● Exercise goal
Retype the lines of the data exactly, beginning at the line containing "Where can the egg" and continuing through the line containing "point(66, 37)", with both of those lines included.

(Pointing data)
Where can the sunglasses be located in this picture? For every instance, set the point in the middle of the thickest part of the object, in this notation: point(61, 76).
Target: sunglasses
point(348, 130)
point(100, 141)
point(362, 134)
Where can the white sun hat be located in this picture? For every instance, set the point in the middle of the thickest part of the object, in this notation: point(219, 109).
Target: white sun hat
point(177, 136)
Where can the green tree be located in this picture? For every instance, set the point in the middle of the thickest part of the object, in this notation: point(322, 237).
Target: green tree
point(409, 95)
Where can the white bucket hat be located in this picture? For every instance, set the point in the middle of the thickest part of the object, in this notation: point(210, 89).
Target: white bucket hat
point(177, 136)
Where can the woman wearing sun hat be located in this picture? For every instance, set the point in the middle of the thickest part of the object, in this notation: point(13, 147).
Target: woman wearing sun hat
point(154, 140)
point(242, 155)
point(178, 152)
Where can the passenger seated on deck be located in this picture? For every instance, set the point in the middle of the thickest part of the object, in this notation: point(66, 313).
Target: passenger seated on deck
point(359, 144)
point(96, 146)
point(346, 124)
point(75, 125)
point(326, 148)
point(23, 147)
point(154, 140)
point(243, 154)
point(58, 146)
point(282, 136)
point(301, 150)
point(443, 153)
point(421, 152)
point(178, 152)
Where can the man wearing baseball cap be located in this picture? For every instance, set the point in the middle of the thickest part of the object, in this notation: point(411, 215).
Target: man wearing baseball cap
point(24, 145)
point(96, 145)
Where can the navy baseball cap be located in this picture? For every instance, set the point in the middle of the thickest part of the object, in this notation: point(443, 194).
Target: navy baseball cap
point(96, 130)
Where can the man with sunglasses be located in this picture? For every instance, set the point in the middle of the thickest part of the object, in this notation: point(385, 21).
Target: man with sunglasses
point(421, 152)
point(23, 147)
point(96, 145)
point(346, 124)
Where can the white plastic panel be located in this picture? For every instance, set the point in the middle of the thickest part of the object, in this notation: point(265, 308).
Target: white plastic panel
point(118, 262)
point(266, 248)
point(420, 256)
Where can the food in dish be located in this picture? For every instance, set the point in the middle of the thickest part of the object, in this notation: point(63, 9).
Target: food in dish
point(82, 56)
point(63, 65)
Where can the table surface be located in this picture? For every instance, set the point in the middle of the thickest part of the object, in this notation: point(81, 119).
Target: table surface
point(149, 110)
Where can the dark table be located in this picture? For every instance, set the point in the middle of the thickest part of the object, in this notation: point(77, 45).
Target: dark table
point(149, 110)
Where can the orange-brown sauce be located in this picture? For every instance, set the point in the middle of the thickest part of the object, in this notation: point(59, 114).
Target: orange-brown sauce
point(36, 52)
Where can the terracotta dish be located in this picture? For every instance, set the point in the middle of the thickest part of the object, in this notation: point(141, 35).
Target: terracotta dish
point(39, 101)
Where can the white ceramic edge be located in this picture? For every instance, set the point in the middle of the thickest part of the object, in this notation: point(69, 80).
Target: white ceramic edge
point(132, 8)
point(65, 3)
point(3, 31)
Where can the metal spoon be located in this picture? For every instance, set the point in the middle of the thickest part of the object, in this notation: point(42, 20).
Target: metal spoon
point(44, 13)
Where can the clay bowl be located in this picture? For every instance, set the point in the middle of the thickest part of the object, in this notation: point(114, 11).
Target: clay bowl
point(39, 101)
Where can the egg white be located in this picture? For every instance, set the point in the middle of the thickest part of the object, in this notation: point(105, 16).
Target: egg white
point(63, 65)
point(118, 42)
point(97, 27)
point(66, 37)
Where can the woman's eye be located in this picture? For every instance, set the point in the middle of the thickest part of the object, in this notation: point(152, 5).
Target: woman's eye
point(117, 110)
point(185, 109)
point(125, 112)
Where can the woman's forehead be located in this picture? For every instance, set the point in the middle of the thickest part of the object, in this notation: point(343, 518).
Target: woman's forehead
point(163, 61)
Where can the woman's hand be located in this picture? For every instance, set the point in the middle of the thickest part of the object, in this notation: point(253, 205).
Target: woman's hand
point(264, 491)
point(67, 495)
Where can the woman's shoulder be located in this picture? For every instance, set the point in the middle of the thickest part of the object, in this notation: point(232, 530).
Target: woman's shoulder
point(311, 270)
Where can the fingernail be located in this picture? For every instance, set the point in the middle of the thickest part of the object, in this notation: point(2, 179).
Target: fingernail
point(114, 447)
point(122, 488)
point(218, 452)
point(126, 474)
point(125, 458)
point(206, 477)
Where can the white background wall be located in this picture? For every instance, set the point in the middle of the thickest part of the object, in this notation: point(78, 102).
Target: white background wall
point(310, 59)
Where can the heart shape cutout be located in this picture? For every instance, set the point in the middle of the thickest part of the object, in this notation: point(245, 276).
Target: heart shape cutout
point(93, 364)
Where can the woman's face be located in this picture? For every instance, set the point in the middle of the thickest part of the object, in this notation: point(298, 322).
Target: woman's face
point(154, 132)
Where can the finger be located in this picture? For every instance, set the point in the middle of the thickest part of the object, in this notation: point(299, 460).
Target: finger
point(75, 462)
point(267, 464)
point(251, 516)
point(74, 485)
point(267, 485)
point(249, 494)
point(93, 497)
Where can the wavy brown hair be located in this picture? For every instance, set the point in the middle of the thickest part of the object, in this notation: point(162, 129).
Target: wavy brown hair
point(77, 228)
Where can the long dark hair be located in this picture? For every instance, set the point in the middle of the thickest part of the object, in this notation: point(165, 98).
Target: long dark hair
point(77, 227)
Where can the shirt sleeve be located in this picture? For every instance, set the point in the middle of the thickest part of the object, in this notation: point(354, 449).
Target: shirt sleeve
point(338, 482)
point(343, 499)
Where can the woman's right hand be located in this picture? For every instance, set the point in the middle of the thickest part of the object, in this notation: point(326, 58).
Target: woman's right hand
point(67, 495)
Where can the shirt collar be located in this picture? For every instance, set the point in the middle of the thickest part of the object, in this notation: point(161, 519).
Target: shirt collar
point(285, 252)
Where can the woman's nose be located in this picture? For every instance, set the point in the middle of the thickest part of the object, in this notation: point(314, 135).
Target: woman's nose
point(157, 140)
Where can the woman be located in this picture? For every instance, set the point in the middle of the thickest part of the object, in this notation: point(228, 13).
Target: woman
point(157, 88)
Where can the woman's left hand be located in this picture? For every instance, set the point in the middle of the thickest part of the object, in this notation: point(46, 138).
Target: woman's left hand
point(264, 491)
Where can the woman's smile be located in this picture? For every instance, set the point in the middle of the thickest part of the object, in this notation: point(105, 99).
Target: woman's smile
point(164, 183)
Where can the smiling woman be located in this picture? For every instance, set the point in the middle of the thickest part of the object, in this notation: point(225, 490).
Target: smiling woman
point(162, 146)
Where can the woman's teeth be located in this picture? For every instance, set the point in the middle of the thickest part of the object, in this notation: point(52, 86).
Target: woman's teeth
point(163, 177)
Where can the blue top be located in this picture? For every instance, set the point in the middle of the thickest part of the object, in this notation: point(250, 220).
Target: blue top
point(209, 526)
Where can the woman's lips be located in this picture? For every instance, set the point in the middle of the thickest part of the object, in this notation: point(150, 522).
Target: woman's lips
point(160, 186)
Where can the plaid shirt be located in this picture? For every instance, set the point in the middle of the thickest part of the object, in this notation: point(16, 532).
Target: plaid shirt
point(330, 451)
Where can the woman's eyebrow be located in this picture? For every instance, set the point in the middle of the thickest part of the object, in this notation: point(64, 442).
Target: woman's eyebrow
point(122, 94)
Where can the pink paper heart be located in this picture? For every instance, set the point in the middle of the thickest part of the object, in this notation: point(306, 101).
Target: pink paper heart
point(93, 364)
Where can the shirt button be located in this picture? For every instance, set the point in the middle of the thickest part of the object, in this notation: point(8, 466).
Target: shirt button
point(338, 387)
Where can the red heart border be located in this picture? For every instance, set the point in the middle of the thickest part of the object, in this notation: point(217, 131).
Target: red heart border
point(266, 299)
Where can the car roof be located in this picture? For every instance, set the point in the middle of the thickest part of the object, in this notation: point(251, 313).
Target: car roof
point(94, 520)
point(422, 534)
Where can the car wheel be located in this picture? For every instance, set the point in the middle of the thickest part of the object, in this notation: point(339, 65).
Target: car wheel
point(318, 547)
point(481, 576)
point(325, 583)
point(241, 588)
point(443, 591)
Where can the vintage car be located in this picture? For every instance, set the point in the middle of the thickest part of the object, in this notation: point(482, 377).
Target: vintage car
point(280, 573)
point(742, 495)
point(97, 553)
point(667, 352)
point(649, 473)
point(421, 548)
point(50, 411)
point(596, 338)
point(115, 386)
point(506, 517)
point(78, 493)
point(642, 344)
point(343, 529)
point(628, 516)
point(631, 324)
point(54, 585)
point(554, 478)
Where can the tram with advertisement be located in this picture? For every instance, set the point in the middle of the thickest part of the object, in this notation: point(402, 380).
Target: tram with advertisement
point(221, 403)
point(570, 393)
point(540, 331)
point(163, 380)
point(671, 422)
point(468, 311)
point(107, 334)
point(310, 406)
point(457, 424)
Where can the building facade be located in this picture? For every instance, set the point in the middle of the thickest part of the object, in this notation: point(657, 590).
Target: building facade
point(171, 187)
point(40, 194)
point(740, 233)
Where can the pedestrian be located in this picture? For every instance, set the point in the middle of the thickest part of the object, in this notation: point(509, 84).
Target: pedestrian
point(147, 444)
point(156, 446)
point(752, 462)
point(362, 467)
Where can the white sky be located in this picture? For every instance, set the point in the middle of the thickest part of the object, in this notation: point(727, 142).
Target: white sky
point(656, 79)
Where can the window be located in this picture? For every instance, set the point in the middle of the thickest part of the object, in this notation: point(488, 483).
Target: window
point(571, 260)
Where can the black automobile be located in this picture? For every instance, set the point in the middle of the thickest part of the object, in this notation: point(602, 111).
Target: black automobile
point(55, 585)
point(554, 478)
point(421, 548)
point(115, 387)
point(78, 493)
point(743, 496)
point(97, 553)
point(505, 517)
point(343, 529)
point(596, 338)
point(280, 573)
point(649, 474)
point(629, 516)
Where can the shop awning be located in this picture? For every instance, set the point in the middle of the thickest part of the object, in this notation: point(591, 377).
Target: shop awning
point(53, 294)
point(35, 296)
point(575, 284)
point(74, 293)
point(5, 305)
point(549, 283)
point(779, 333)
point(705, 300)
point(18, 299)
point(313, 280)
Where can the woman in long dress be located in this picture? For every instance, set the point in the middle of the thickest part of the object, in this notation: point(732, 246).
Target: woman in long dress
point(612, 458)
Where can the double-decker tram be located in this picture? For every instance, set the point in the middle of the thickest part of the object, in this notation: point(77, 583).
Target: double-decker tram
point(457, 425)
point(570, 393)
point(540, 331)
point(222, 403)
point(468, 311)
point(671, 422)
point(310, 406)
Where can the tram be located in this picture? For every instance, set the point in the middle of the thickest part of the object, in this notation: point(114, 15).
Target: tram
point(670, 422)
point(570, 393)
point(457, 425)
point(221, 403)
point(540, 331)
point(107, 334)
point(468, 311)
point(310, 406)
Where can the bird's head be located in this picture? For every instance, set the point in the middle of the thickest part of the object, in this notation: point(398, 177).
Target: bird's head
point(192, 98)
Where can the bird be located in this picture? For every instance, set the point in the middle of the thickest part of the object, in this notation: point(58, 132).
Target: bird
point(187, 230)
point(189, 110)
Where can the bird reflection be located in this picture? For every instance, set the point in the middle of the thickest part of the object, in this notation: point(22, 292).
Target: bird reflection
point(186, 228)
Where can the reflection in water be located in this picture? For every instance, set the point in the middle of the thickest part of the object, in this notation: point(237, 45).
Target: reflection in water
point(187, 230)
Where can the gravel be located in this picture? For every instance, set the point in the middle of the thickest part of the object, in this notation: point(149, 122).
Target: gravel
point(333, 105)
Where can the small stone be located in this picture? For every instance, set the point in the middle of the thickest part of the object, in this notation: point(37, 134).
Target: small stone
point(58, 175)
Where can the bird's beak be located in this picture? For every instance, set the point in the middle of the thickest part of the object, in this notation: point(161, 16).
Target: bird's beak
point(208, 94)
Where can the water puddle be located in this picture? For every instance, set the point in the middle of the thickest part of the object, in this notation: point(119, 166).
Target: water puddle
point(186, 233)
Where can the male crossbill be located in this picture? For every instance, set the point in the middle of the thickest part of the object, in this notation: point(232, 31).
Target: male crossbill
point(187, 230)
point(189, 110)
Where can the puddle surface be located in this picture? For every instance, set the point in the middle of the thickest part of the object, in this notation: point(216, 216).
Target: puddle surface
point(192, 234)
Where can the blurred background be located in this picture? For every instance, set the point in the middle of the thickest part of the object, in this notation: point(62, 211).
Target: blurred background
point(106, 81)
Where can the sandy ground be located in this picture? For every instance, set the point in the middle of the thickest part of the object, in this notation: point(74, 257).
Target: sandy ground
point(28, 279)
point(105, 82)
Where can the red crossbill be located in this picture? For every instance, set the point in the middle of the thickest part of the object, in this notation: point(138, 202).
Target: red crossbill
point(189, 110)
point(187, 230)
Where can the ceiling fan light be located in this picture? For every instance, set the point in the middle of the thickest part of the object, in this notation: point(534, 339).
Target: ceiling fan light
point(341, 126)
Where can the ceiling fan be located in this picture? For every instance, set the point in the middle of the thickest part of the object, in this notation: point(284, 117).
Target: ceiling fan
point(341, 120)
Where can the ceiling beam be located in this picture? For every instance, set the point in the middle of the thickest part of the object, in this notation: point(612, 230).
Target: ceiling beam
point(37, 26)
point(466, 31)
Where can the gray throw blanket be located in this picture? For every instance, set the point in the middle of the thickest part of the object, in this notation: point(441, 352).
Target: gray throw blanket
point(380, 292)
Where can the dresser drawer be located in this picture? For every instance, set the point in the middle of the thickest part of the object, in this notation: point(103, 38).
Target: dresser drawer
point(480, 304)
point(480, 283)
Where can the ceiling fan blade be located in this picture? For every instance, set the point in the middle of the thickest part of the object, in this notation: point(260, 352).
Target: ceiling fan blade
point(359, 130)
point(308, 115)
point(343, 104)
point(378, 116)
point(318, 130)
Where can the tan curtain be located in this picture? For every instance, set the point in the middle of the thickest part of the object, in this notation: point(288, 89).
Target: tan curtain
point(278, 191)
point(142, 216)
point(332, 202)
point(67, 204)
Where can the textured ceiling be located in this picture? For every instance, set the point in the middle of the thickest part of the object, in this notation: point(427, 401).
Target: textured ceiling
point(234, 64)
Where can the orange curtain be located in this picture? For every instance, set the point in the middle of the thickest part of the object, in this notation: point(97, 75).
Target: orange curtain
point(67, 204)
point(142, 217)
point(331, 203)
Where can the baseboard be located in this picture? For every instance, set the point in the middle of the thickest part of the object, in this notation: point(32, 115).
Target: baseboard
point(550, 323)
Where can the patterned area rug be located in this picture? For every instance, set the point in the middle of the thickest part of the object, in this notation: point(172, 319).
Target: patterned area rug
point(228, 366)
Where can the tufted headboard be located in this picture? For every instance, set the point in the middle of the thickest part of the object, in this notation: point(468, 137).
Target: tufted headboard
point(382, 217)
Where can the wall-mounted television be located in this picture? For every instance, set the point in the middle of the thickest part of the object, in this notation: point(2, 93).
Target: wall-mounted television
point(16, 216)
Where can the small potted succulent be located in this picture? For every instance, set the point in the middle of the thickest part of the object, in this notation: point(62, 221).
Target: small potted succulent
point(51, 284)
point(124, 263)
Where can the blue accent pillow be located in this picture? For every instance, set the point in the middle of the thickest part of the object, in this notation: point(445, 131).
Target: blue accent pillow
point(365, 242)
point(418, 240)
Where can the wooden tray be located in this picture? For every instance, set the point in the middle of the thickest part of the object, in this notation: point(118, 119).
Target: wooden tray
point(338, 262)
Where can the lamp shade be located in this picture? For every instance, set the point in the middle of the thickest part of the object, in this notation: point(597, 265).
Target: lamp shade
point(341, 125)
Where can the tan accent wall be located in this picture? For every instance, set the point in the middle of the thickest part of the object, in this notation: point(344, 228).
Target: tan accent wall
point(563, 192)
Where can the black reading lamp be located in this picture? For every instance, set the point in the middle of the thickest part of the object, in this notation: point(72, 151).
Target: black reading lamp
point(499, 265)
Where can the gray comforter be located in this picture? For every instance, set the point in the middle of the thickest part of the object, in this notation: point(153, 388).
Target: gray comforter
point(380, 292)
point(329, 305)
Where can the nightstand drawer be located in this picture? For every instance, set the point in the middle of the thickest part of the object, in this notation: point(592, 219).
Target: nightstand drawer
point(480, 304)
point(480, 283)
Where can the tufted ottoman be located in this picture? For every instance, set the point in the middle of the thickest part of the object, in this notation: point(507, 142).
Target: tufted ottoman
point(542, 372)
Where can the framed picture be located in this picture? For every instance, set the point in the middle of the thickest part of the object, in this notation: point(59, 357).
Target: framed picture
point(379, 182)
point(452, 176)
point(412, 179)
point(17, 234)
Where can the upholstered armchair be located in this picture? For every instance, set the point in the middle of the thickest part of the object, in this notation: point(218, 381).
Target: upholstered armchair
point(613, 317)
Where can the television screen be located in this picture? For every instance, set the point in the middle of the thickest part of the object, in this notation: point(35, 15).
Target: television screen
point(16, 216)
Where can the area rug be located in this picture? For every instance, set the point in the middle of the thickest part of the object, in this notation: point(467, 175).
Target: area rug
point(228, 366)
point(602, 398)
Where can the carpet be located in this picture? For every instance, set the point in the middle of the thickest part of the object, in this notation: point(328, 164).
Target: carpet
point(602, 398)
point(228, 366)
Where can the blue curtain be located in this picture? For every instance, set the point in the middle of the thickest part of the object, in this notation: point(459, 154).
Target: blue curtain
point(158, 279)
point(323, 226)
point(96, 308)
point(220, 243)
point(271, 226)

● Written response
Where can the egg white be located in this picture? For every instance, set the point in the middle of the thickest part of the object, in this notation: point(105, 16).
Target: egg white
point(63, 65)
point(118, 42)
point(97, 27)
point(66, 37)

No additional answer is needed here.